### CHALLENGE
From the line with "Could you please point out the light" through the final line, please write out the listing exactly, including both of those lines.

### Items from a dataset

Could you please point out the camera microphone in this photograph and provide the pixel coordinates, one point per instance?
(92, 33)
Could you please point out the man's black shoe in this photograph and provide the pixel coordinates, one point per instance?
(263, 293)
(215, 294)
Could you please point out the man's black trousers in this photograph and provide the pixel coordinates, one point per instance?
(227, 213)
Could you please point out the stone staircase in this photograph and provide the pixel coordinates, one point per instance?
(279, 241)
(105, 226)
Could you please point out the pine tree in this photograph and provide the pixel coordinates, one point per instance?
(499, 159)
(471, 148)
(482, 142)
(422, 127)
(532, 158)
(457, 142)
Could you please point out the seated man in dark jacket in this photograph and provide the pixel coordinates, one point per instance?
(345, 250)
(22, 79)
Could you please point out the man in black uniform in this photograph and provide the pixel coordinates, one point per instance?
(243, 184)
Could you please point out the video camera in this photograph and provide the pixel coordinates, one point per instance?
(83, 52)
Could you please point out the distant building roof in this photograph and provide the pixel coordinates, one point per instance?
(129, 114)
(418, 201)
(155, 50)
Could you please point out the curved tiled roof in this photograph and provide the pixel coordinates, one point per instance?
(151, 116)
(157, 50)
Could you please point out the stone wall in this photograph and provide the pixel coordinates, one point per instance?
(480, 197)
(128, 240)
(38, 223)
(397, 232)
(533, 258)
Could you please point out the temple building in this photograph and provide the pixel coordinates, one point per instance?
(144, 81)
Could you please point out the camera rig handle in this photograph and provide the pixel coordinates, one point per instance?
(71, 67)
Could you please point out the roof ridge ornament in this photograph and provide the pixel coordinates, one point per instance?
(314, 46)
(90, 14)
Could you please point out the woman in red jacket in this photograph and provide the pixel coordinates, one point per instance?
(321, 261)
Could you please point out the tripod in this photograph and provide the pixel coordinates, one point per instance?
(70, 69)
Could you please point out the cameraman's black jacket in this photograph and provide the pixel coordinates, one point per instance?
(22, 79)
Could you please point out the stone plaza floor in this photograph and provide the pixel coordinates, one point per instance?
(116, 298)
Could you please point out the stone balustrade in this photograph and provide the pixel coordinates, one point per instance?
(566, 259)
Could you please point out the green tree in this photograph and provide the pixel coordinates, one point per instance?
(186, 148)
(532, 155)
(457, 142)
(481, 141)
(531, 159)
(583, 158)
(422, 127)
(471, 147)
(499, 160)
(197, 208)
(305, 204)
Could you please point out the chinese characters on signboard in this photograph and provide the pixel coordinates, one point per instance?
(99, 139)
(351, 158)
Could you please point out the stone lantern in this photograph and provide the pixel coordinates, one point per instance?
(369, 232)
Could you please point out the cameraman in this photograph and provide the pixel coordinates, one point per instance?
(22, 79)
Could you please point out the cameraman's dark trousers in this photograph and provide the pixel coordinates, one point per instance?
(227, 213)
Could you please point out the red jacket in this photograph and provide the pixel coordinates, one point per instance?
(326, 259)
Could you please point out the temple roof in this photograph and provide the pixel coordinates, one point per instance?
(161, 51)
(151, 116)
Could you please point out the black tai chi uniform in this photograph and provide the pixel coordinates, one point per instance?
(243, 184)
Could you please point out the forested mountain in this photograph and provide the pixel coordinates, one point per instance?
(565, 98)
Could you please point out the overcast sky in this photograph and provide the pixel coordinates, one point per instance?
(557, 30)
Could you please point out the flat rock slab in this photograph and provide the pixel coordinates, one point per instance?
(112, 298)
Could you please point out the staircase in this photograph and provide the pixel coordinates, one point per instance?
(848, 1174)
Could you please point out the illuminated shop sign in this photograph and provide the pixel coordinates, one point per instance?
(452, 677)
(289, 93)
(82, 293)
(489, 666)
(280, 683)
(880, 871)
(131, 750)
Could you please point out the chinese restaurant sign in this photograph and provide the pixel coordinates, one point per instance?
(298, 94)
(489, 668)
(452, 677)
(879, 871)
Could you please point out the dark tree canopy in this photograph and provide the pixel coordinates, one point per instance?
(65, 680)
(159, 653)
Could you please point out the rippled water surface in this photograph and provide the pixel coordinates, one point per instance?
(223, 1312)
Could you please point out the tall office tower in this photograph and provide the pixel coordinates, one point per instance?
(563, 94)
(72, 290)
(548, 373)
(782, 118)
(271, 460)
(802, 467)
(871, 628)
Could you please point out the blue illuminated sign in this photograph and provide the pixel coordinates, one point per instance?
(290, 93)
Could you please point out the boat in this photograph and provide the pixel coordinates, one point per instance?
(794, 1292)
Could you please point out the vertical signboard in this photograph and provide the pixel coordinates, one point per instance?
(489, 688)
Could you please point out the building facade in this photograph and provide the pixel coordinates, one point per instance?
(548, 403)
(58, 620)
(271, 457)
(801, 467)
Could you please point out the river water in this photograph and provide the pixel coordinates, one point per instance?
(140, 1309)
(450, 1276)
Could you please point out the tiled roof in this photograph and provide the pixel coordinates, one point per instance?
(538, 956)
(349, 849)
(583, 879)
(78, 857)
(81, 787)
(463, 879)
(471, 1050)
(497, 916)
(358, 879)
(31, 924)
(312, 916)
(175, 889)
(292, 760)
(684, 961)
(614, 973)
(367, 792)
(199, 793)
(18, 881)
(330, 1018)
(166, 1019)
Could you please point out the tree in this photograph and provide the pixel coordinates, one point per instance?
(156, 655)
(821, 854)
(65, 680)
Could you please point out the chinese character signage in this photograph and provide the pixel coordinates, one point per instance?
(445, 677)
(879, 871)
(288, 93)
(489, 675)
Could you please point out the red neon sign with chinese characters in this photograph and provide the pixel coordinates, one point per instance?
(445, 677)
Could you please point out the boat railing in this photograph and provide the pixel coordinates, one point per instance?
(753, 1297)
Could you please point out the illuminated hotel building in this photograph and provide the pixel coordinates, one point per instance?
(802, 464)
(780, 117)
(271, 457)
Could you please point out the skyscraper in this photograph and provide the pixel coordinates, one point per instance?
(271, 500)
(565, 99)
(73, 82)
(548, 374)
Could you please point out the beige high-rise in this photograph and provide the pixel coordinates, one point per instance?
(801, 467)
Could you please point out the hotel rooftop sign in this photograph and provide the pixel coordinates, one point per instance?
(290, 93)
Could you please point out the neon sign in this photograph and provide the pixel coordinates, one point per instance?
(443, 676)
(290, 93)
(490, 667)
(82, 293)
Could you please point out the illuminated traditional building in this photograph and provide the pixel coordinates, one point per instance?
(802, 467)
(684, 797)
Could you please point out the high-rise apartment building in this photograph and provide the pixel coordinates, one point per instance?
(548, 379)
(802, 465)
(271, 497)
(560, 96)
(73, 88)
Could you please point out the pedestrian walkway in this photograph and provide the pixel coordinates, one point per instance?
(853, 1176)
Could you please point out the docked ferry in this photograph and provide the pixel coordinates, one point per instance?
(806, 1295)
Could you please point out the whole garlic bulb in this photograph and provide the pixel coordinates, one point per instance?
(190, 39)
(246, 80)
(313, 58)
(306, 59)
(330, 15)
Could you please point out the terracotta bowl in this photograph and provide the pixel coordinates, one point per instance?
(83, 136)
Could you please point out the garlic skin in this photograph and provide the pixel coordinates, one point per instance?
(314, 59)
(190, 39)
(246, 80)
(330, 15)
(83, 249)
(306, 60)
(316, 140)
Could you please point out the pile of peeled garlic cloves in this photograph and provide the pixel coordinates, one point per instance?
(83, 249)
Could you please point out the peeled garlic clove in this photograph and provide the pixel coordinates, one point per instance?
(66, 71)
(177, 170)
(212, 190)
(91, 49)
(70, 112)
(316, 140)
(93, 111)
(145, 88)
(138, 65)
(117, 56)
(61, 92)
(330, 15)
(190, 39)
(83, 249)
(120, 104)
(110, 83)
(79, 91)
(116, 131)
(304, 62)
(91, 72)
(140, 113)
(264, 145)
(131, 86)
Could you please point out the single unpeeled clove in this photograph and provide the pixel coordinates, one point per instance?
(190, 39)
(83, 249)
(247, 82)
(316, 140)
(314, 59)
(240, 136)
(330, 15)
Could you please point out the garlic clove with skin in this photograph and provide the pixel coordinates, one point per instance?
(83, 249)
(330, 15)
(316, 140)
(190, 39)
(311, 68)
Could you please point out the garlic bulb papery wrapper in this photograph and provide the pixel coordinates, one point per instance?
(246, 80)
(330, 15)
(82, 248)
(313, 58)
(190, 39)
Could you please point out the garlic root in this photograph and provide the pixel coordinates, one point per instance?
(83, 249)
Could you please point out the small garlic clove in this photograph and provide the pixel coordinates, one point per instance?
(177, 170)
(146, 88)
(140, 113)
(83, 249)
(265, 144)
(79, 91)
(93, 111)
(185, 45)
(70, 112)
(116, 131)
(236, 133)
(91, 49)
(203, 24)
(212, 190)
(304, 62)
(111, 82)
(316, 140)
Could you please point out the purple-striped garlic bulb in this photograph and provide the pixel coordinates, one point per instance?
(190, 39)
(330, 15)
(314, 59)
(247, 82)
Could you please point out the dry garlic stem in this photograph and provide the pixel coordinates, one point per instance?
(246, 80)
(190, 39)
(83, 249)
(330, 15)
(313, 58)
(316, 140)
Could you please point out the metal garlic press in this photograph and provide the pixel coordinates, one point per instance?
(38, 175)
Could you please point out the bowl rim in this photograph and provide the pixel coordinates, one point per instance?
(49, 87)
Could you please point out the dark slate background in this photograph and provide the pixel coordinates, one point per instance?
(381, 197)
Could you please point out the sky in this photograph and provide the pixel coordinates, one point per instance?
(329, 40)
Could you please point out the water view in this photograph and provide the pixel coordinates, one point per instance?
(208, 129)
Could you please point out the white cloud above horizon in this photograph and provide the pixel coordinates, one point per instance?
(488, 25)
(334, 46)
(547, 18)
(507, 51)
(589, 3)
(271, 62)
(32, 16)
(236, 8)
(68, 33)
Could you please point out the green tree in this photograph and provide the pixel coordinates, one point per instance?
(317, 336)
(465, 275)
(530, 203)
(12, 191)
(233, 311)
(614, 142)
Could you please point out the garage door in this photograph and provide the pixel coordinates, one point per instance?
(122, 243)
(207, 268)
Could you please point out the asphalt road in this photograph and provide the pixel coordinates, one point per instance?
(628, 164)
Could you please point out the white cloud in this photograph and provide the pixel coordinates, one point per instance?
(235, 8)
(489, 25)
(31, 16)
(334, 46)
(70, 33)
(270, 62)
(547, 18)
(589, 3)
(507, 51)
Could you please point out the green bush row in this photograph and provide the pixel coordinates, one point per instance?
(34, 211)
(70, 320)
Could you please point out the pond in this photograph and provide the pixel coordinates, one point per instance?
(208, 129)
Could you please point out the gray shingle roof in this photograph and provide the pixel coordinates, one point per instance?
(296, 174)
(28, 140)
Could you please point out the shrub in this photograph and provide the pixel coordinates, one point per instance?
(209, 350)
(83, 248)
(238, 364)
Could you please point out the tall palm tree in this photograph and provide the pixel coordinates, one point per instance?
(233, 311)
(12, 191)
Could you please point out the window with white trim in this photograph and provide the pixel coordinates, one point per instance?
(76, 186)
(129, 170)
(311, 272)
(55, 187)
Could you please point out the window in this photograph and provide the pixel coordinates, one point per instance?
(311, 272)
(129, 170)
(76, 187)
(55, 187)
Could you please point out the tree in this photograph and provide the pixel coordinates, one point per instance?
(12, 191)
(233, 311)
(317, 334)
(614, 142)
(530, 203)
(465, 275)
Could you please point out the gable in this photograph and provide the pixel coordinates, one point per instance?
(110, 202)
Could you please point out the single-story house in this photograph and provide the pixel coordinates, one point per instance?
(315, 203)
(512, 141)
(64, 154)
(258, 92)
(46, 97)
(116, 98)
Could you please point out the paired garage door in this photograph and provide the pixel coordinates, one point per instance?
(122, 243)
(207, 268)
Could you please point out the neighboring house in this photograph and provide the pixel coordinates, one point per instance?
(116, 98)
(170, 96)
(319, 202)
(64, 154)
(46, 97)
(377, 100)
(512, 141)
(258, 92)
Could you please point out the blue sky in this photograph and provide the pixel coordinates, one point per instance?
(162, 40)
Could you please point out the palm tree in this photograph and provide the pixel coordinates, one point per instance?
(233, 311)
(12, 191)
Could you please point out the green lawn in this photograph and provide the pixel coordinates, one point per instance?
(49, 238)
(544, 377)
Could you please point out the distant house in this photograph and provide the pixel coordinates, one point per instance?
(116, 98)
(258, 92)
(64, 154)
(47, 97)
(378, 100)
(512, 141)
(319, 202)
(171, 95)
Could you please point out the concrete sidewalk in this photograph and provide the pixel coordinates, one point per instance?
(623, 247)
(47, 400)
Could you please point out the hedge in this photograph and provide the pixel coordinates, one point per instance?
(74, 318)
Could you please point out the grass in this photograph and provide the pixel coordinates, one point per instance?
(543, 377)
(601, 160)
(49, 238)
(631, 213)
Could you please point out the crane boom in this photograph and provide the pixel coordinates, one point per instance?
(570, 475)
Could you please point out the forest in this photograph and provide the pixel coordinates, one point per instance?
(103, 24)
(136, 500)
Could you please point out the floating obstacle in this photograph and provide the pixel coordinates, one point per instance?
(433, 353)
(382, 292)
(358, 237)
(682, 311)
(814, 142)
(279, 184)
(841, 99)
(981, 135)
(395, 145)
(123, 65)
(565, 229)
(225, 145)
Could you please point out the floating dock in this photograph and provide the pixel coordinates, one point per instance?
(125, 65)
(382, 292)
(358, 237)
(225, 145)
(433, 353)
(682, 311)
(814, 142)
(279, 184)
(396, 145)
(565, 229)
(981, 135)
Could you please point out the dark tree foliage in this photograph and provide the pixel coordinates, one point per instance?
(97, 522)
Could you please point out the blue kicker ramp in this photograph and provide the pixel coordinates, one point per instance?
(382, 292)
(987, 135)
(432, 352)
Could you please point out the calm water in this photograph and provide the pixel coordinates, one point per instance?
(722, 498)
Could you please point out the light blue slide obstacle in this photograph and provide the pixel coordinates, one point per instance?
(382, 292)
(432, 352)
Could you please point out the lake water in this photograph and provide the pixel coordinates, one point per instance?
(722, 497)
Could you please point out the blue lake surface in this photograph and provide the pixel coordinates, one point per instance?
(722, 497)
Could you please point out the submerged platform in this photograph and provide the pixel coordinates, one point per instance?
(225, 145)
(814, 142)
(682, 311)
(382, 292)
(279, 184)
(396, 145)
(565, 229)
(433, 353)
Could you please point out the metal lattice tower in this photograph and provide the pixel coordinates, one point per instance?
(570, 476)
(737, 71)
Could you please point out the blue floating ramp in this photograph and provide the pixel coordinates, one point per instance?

### ANSWER TO THIS PROBLEM
Could you please point out the light blue slide obstacle in this photograph and provide the pixel coordinates, one point per instance?
(382, 292)
(432, 352)
Could you please point out the lake water in this photograph and provide the pixel coordinates, one point per instance?
(722, 497)
Could you please point out the blue lake surface in this photograph and provide the pixel coordinates, one point per instance?
(722, 497)
Could you please point out the submerged platform in this photograph and provide the pixel coordinates, one point per instance?
(225, 145)
(814, 142)
(682, 311)
(382, 292)
(279, 184)
(396, 145)
(565, 229)
(433, 353)
Could you please point out the metal lattice tower in this photograph and provide the pixel coordinates, one point per instance?
(570, 476)
(737, 71)
Could you please point out the blue floating ramp in this photograph and provide the pixel coordinates, one point per instance?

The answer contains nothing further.